◆ WORK INSTRUCTIONS:
Reprint the entries without altering anything.

Saved entries

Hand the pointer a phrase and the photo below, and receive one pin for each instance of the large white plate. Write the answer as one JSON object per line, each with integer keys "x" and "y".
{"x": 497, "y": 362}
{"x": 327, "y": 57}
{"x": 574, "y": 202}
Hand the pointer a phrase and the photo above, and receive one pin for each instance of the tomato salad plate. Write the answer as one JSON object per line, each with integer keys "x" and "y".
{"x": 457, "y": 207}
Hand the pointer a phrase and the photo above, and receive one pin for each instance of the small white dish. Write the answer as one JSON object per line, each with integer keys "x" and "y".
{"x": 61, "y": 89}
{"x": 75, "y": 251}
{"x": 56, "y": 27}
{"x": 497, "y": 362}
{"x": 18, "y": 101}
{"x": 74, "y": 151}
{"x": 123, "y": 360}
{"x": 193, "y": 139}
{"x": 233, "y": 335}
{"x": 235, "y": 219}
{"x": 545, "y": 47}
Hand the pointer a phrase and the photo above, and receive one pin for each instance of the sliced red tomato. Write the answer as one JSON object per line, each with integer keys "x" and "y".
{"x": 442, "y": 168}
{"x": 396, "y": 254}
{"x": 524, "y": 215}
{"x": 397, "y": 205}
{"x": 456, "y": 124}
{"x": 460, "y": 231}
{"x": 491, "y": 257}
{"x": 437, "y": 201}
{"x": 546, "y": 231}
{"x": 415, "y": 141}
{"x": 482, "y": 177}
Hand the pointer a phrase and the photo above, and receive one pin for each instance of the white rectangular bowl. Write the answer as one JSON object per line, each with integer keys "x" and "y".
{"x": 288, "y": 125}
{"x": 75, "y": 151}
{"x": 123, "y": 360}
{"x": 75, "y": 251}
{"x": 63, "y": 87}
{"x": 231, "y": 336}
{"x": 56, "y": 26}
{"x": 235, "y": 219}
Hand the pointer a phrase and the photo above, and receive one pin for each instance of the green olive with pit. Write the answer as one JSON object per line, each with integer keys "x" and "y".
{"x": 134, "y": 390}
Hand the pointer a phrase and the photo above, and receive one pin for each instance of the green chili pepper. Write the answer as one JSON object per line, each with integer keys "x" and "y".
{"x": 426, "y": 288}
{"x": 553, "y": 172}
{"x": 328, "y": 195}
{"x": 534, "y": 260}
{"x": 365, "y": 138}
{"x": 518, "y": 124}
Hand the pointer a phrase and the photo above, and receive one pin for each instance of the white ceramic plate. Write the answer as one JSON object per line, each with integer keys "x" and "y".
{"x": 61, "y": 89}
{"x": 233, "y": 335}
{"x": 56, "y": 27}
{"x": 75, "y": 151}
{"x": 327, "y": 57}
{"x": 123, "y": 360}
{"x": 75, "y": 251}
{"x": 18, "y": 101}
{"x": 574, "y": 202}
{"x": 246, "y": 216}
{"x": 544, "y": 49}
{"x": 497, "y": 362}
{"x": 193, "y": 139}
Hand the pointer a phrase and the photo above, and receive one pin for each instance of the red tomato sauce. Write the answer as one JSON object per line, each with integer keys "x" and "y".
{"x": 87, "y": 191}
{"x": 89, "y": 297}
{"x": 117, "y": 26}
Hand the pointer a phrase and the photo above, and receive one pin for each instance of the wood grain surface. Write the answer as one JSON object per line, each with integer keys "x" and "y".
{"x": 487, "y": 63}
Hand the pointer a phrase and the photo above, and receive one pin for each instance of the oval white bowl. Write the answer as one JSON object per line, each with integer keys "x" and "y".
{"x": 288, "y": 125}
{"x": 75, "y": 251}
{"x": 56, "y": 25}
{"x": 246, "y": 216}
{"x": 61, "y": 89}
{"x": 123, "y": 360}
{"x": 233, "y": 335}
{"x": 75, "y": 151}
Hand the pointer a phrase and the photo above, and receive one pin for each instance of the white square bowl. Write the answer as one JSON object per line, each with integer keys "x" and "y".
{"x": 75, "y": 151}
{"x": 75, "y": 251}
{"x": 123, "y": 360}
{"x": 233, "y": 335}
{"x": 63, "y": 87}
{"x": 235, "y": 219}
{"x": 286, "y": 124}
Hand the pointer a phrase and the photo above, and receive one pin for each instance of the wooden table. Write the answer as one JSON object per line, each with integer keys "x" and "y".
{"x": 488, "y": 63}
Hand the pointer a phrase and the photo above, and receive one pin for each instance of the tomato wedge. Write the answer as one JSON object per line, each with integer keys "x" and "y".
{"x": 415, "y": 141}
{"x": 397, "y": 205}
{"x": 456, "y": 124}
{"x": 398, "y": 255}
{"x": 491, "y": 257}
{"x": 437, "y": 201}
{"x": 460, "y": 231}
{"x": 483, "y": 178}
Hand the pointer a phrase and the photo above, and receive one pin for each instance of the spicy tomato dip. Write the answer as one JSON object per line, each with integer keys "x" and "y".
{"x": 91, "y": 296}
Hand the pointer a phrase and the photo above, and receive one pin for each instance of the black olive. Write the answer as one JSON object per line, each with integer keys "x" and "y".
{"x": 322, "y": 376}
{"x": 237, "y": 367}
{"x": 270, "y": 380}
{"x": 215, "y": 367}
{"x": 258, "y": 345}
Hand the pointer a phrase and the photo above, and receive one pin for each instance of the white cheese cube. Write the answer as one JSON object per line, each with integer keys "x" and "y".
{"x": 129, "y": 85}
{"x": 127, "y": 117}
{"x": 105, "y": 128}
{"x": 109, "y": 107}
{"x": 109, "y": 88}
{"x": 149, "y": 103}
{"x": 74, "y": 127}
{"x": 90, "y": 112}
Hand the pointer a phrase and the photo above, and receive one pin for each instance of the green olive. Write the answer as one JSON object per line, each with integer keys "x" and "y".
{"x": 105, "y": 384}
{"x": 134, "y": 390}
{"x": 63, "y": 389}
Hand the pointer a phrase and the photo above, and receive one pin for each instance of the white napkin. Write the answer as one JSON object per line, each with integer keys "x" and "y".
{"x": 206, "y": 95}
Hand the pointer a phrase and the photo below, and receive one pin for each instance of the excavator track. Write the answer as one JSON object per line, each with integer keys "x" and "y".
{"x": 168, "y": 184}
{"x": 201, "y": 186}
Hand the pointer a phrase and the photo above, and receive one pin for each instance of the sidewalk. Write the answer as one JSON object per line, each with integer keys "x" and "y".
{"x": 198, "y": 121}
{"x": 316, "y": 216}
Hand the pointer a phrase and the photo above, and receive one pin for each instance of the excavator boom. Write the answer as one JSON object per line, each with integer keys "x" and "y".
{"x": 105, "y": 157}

◆ RESULT OF THE EXERCISE:
Hand the pointer a phrase and the photo below, and receive one pin for each instance of the large white plate. Write the answer as one JSON object per line, each with integer keys "x" and "y".
{"x": 497, "y": 362}
{"x": 327, "y": 57}
{"x": 574, "y": 202}
Hand the pointer a phrase and the photo above, and receive one pin for each instance of the tomato salad plate. Write the answer as one JSON object per line, each with integer keys "x" and "y".
{"x": 457, "y": 207}
Hand the pointer a phrase and the photo above, and receive one pin for each instance of the small white dish. Write the answer as one JSON object per line, each with integer keys "x" and "y".
{"x": 61, "y": 89}
{"x": 75, "y": 251}
{"x": 56, "y": 27}
{"x": 497, "y": 362}
{"x": 18, "y": 101}
{"x": 74, "y": 151}
{"x": 123, "y": 360}
{"x": 193, "y": 139}
{"x": 233, "y": 335}
{"x": 235, "y": 219}
{"x": 545, "y": 47}
Hand the pointer a phrase and the photo above, and receive one pin for each instance of the sliced red tomato. Write the answer as one JSON object per line, each with integer keys "x" and "y".
{"x": 442, "y": 168}
{"x": 396, "y": 254}
{"x": 524, "y": 215}
{"x": 397, "y": 205}
{"x": 456, "y": 124}
{"x": 460, "y": 231}
{"x": 491, "y": 257}
{"x": 437, "y": 201}
{"x": 546, "y": 231}
{"x": 415, "y": 141}
{"x": 482, "y": 177}
Hand the pointer a phrase and the photo above, and receive one pin for each instance of the white rectangular bowl. Write the answer as one JSON object per line, each with integer keys "x" and "y".
{"x": 288, "y": 125}
{"x": 75, "y": 151}
{"x": 123, "y": 360}
{"x": 75, "y": 251}
{"x": 63, "y": 87}
{"x": 231, "y": 336}
{"x": 56, "y": 26}
{"x": 235, "y": 219}
Hand the pointer a phrase and the photo above, and receive one pin for each instance of the green olive with pit. Write the answer as one JSON object per line, each with integer keys "x" and "y".
{"x": 134, "y": 390}
Hand the pointer a phrase and the photo above, and receive one pin for each instance of the green chili pepper. Write the answer as one JSON object per line, each with integer keys "x" and "y".
{"x": 426, "y": 288}
{"x": 553, "y": 172}
{"x": 328, "y": 195}
{"x": 534, "y": 260}
{"x": 365, "y": 138}
{"x": 518, "y": 124}
Hand the pointer a phrase and the photo above, and receive one pin for each instance of the white ceramic plate. Write the answer as one JSON object per line, each with integer keys "x" and "y".
{"x": 61, "y": 89}
{"x": 233, "y": 335}
{"x": 56, "y": 27}
{"x": 75, "y": 151}
{"x": 327, "y": 57}
{"x": 123, "y": 360}
{"x": 75, "y": 251}
{"x": 18, "y": 101}
{"x": 574, "y": 202}
{"x": 246, "y": 216}
{"x": 544, "y": 49}
{"x": 497, "y": 362}
{"x": 193, "y": 139}
Hand the pointer a phrase and the photo above, and receive one pin for each instance of the red tomato sauce. Write the answer as one JSON object per line, each with integer keys "x" and "y".
{"x": 87, "y": 191}
{"x": 89, "y": 297}
{"x": 117, "y": 26}
Hand the pointer a phrase and the photo above, and receive one pin for each instance of the wood grain surface. Write the answer as one JSON object per line, each with integer keys "x" and "y".
{"x": 487, "y": 63}
Hand the pointer a phrase and the photo above, and receive one pin for each instance of the oval white bowl. Write the answer as one JSON object per line, each with integer keys "x" and "y".
{"x": 288, "y": 125}
{"x": 75, "y": 251}
{"x": 56, "y": 25}
{"x": 246, "y": 216}
{"x": 61, "y": 89}
{"x": 123, "y": 360}
{"x": 233, "y": 335}
{"x": 75, "y": 151}
Hand the pointer a phrase and the photo above, and receive one pin for each instance of the white square bowl. Write the answer as one JSON object per line, each with integer keys "x" and "y".
{"x": 75, "y": 151}
{"x": 75, "y": 251}
{"x": 123, "y": 360}
{"x": 233, "y": 335}
{"x": 63, "y": 87}
{"x": 235, "y": 219}
{"x": 286, "y": 124}
Hand the pointer a phrase and the photo above, and receive one pin for each instance of the wooden table. Write the answer as one JSON object per line, each with integer keys "x" and "y".
{"x": 488, "y": 63}
Hand the pointer a phrase and the photo above, and receive one pin for each instance of the tomato wedge. Write the answer as one JSON object per line, each with integer keys "x" and "y".
{"x": 415, "y": 141}
{"x": 397, "y": 205}
{"x": 456, "y": 124}
{"x": 398, "y": 255}
{"x": 491, "y": 257}
{"x": 437, "y": 201}
{"x": 460, "y": 231}
{"x": 483, "y": 178}
Hand the pointer a phrase and the photo above, and receive one pin for each instance of the spicy tomato dip. Write the answer as one JSON object per line, each with integer keys "x" and "y".
{"x": 91, "y": 296}
Hand the pointer a phrase and the photo above, and receive one pin for each instance of the black olive. Write the answer as one JSON object per line, each with integer keys "x" and "y".
{"x": 322, "y": 376}
{"x": 237, "y": 367}
{"x": 270, "y": 380}
{"x": 215, "y": 367}
{"x": 258, "y": 345}
Hand the pointer a phrase and the photo above, and receive one pin for each instance of the white cheese cube. Write the answer as one JSON object per line, each with integer keys "x" and "y".
{"x": 129, "y": 85}
{"x": 127, "y": 117}
{"x": 105, "y": 128}
{"x": 109, "y": 107}
{"x": 109, "y": 88}
{"x": 149, "y": 103}
{"x": 74, "y": 127}
{"x": 90, "y": 112}
Hand the pointer a phrase and the photo above, and receive one pin for each instance of the green olive. Write the answer as one JSON object per line, each with integer keys "x" and "y".
{"x": 105, "y": 384}
{"x": 134, "y": 390}
{"x": 63, "y": 389}
Hand the pointer a phrase and the photo above, and receive one pin for each instance of the white napkin. Write the answer as one JSON object per line, each with integer keys "x" and "y".
{"x": 206, "y": 95}
Hand the pointer a phrase and the photo below, and receive one pin for each instance of the excavator track. Write the answer as one JSON object per line, each with integer keys "x" and "y".
{"x": 168, "y": 184}
{"x": 201, "y": 186}
Hand the pointer a phrase and the photo above, and receive one pin for each instance of the sidewalk. Write the answer as one JSON object per line, each with integer keys "x" and "y".
{"x": 198, "y": 121}
{"x": 316, "y": 216}
Hand the pointer a phrase and the photo above, and receive one pin for each instance of the excavator boom. Write the answer as one JSON object per line, each with integer keys "x" and "y".
{"x": 105, "y": 157}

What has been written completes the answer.